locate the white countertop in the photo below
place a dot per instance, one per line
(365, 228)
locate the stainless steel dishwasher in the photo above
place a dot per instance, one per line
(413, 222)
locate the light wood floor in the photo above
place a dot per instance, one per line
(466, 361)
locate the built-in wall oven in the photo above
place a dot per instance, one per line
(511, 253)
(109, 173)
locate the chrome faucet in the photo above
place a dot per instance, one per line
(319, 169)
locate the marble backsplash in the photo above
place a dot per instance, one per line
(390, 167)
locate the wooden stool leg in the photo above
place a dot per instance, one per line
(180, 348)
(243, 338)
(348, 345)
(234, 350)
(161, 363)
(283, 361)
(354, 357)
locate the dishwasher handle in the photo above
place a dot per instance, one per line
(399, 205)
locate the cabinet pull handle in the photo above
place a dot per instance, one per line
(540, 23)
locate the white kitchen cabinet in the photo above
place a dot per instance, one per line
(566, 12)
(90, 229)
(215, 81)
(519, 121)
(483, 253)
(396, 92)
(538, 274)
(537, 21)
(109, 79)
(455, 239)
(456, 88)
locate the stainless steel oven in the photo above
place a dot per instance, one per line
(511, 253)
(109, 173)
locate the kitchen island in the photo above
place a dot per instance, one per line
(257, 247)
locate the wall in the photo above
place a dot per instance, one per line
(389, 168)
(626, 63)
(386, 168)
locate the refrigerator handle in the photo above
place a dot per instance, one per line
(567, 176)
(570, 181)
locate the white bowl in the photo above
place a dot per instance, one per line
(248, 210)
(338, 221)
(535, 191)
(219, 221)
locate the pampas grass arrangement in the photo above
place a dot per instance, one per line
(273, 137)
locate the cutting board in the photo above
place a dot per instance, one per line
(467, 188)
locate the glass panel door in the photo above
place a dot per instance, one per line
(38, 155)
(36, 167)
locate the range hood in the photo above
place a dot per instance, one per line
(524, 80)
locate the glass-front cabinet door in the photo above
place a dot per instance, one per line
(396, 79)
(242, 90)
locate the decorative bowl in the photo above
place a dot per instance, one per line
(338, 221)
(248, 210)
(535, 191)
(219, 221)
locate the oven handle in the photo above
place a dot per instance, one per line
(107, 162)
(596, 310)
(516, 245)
★ ★ ★ ★ ★ ★ ★
§ Exercise goal
Retype, in the same exact form, the lines of the material above from the line holding "locate the marble" through the line holding "locate the stainless steel oven".

§ Result of the exercise
locate the marble backsplash in the photo above
place a dot per instance, one per line
(390, 167)
locate the wooden stool leg in the photo above
place a dot per instance, one per line
(180, 348)
(243, 338)
(348, 345)
(234, 350)
(161, 363)
(283, 361)
(354, 357)
locate the dishwasher handle in the photo above
place a dot per instance, one per line
(399, 205)
locate the cabinet pull handle in the photo above
place a dot per instance, one per line
(540, 23)
locate the white kitchen cabinet in the photo above
place a dot per instance, one per line
(566, 12)
(90, 229)
(215, 81)
(519, 121)
(483, 253)
(396, 92)
(538, 274)
(537, 21)
(109, 79)
(455, 239)
(456, 88)
locate the stainless steel oven in the photo above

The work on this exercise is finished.